Making selections of features#

One key element in geographic analysis using vector data is to do some kind of analysis with individual features. However, in many instances we don’t want to do an analysis for all features of a layer, but only for a subset, for which a condition is true. We thus a entering the world of feature selections of features. In Geography, the two most common types of feature selections are (a) selections based on attributes of the features, and (b) selections based on the geographic context of a given feature. I will provide examples for both examples. Before that, let’s load again the layer containing boundaries of eight countries of central Europe.

import os
from osgeo import ogr, osr
folder = "D:/OneDrive - Conservation Biogeography Lab/_TEACHING/__Classes-Modules_HUB/M8_Geoprocessing-with-python/data/"
# Open the shapefile
ds = ogr.Open(folder + "EU_vector/gadm36.shp")
# Get the first layer in the file
lyr = ds.GetLayer()

□ □ □ □

According to the feature selections text, what are the two most common types of feature selections in Geography? You won't need the data that follows this text.

### PROVIDED MATERIAL
□ □ □ □

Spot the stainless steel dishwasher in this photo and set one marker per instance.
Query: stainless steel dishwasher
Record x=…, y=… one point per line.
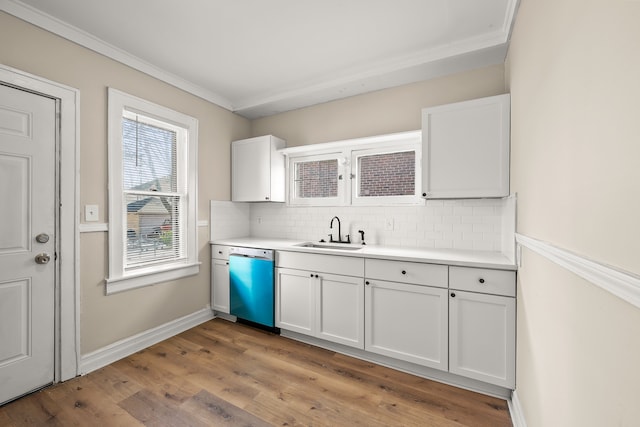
x=251, y=285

□ □ □ □

### RESPONSE BELOW
Selections based on attributes of the features, and selections based on the geographic context of a given feature.